[Excerpt provided Boundary: Start]
So at this point, I am awaiting the results of a food sensitivity test, so that we can do a targeted cleanse & create a specific diet. I am working out 3x a week, taking my herbs, drinking herbal teas, no caffeine or alcohol, getting acupuncture weekly, taking my BBT at 5 every morning, watching CM & praying for EWCM & an on cycle temperature spike, making sure I get good sleep, and trying to figure out 'meditation' of some kind to bring myself 'down'. I am running hot - too much yang. Need to bring in some yin & find my balance.



I feel really good right now. Better than I ever have - physically anyway I'm the strongest I've been in my life. Emotionally......that's another story. I'm up and down. I'm 37. 38 in the fall. I don't want to wait. I don't want to delay. If I need to get an egg donor, I want to know and just get on with the process. But there is no guarantee in that that I will even get pregnant with that process. Its just IVF with someone else's eggs. Adoption is such a long, painful, expensive process too. Many times I feel lost, helpless and deeply, deeply sad. Others I feel optimistic & hopeful.



Now you, dear reader (though I have none at this point & maybe won't ever), are caught up. And the clock ticks on...

1 comment:

  1. Hmmm...I posted at 12:34....Hubby & my 'special' time. We always acknowledge that time when we catch it on the clock...then we tell each other "I love you".
[Excerpt provided Boundary: End]
[Data for analysis Boundary: Start]
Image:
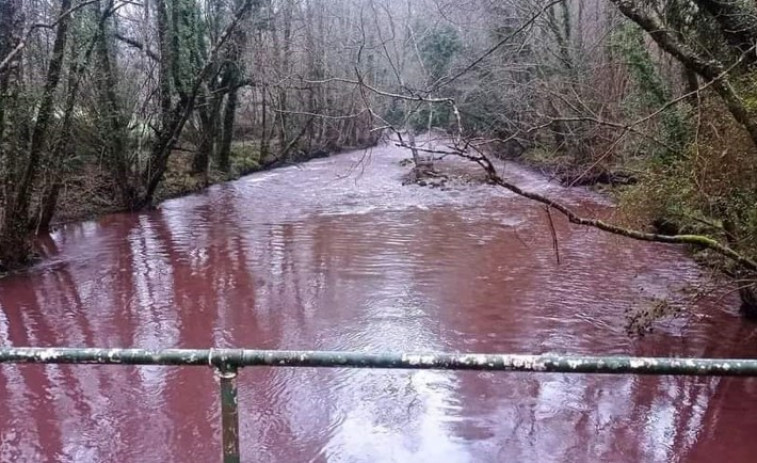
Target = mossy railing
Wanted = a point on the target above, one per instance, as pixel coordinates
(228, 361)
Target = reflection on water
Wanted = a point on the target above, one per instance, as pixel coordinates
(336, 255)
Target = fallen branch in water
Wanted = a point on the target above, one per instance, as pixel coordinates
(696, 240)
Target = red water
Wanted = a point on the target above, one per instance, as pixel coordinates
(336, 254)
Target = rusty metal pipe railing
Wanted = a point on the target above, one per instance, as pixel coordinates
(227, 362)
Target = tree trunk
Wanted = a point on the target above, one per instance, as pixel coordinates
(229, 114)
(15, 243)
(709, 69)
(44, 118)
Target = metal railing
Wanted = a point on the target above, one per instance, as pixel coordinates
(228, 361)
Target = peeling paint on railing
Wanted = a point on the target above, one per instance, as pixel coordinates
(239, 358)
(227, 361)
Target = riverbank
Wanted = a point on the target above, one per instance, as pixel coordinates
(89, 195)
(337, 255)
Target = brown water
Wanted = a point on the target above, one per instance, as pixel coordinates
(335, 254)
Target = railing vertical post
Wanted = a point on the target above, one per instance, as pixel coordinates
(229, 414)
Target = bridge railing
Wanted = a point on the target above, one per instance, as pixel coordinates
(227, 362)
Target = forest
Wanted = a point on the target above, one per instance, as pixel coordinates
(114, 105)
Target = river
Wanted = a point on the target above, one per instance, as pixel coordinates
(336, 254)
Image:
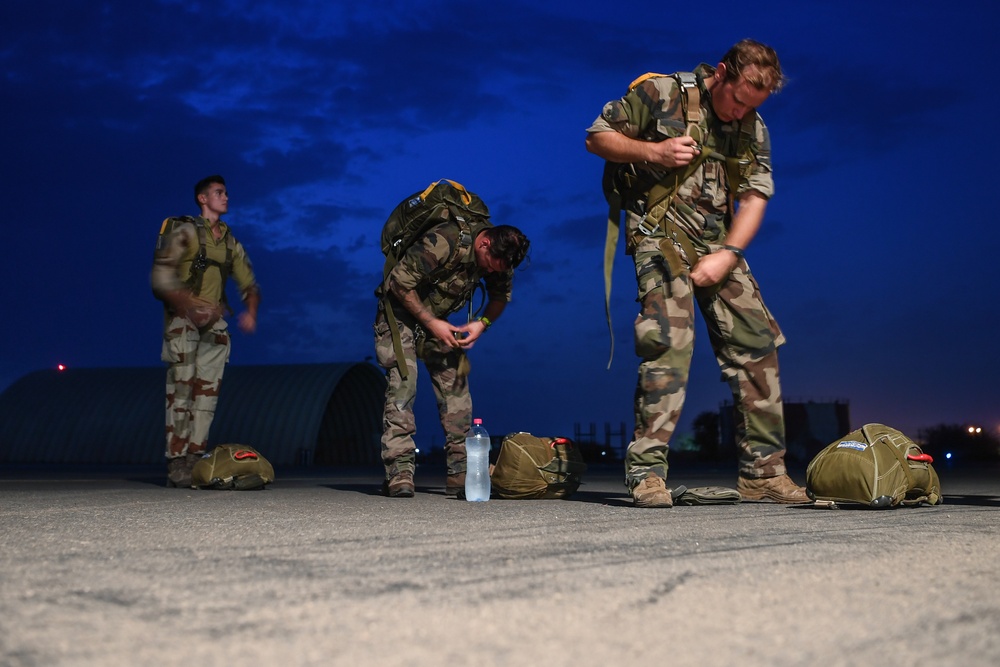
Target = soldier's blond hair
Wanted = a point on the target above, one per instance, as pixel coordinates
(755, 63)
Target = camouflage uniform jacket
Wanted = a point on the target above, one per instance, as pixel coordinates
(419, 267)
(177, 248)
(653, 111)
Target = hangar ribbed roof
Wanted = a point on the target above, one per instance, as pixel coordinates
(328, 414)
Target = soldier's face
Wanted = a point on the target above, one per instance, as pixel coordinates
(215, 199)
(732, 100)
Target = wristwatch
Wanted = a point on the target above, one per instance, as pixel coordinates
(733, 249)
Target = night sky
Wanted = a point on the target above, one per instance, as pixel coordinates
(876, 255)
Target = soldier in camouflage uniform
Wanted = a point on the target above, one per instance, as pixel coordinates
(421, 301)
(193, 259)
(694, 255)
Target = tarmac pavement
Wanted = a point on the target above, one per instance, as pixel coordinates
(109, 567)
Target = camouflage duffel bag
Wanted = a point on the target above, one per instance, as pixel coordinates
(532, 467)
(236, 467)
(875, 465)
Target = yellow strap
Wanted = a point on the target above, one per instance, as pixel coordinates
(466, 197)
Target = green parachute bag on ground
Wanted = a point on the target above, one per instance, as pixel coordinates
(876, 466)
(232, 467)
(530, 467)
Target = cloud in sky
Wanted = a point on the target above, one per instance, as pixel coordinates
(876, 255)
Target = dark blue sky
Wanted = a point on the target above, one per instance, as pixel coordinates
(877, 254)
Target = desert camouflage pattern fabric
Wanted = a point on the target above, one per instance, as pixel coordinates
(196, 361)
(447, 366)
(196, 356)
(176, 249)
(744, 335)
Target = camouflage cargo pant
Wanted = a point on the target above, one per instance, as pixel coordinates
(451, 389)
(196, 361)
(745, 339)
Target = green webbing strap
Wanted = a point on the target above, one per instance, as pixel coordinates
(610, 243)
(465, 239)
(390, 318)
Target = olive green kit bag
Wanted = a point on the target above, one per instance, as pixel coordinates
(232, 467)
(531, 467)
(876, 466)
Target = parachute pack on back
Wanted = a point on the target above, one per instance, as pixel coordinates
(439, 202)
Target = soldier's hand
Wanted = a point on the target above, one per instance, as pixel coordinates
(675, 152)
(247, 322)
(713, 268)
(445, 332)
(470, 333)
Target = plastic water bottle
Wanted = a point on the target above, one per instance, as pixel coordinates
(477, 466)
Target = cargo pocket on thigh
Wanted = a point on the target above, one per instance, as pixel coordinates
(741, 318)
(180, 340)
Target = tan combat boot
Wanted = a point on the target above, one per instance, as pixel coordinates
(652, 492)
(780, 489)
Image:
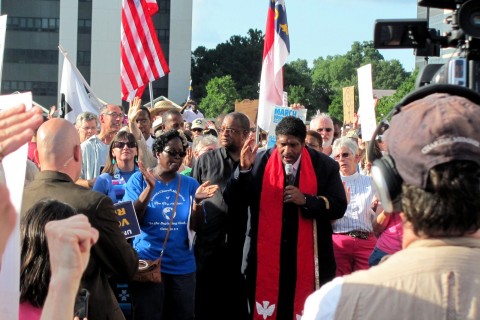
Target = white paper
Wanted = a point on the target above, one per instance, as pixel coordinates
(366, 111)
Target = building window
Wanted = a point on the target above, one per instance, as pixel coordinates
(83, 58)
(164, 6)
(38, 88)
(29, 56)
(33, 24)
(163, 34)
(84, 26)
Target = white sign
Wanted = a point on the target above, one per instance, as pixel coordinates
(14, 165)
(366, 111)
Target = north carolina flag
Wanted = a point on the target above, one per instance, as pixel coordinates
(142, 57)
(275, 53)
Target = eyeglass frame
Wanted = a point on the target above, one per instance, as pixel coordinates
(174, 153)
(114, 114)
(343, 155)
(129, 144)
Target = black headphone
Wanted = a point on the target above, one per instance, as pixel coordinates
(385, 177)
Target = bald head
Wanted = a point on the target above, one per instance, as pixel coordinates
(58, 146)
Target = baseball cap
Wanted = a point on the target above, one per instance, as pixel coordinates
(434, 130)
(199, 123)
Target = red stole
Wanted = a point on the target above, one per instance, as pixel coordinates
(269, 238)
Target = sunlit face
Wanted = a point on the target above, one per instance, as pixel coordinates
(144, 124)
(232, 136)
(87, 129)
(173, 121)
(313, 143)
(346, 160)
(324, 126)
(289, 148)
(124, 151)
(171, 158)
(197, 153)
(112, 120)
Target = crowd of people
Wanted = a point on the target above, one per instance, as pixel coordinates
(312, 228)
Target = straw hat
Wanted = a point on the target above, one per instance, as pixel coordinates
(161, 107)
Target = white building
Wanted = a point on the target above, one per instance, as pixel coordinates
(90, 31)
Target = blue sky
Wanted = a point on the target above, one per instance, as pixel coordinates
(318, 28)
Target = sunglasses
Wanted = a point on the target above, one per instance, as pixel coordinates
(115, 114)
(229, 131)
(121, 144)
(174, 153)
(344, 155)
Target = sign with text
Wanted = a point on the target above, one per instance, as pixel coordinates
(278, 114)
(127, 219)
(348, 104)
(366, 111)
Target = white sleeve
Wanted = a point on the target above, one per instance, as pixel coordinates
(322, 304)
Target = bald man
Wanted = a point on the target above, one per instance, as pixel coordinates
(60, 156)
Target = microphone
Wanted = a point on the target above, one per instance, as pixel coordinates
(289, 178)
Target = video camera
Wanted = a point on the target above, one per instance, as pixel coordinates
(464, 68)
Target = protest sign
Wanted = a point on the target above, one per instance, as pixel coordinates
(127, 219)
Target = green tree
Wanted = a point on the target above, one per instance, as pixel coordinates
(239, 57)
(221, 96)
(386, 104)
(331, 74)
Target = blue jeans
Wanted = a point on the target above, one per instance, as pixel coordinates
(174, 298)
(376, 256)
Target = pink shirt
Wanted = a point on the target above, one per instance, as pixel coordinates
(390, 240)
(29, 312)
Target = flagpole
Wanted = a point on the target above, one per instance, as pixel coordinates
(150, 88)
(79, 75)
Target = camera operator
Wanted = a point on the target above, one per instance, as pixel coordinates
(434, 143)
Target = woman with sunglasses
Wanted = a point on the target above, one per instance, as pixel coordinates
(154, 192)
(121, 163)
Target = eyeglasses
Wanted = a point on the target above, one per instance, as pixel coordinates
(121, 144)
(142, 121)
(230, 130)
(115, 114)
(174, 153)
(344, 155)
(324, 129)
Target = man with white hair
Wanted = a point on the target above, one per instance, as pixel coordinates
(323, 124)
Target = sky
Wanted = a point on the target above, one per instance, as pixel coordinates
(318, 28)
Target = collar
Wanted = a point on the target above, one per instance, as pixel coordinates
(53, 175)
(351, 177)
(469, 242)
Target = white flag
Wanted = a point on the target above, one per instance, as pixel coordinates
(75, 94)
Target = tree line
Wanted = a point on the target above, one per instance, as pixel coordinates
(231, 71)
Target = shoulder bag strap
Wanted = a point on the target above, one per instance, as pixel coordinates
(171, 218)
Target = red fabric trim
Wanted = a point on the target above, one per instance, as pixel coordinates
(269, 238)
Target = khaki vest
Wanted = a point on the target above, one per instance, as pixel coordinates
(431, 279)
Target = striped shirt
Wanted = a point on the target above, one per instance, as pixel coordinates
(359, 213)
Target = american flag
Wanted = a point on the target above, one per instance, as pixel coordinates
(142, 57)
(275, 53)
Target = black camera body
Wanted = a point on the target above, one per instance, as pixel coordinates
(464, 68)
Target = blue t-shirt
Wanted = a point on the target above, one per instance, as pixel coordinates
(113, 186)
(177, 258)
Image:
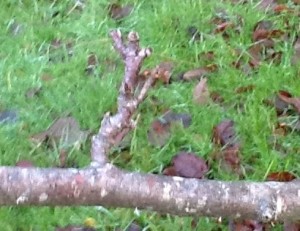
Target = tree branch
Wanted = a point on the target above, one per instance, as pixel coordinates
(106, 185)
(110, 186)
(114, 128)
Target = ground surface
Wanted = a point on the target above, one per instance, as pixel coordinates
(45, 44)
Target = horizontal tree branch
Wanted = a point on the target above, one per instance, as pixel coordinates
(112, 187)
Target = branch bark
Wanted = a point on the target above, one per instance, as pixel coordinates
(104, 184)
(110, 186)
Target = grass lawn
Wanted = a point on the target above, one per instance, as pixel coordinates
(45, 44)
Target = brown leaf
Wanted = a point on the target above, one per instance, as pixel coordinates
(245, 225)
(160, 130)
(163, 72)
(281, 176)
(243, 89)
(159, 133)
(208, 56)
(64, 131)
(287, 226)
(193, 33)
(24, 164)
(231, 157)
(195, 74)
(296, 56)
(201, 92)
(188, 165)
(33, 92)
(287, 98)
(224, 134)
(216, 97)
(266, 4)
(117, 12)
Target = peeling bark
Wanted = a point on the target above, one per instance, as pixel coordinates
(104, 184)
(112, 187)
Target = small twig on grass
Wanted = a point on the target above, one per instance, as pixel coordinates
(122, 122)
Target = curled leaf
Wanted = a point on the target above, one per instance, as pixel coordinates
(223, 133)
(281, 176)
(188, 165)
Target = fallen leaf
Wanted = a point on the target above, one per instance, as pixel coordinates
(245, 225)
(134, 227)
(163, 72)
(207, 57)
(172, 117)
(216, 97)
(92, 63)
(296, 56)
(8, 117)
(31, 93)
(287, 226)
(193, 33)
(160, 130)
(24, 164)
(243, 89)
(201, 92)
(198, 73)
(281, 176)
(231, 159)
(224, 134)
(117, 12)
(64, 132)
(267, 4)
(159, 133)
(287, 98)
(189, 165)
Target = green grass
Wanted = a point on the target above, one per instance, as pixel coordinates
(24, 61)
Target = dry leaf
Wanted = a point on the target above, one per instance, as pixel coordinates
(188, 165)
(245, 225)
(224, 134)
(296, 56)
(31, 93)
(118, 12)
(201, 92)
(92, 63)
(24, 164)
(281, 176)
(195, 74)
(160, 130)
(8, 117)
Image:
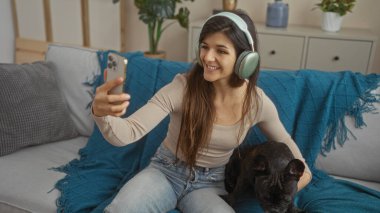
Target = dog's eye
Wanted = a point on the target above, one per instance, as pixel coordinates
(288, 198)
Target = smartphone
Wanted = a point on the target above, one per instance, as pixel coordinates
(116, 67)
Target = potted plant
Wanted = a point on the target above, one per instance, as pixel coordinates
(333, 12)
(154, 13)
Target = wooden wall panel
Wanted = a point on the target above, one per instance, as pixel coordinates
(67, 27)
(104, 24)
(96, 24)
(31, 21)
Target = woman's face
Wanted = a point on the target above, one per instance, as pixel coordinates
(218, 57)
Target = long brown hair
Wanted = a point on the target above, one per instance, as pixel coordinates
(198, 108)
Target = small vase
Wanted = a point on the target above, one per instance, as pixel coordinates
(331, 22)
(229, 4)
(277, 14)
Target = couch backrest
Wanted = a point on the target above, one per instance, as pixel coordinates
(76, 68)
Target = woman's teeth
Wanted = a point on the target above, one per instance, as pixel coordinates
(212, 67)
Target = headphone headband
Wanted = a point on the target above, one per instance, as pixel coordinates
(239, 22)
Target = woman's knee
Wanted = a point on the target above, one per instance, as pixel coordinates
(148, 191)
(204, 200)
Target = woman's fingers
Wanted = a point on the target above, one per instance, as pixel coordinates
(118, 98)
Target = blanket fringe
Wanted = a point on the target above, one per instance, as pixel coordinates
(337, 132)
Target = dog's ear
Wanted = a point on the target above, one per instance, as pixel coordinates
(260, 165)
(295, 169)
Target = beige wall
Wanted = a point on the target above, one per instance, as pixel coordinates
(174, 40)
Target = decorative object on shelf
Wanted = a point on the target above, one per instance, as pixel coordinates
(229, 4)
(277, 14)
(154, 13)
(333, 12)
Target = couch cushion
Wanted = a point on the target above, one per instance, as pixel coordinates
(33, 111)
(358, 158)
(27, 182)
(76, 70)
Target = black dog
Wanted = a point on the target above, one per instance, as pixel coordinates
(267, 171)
[Data for analysis Boundary: End]
Task requirements:
Answer these questions about the fertility blog post:
1. How many times a week does the writer work out?
2. How old is the writer?
3. According to the comment, at what time was the post made?

Expected answer:
1. Three times a week.
2. 37.
3. 12:34.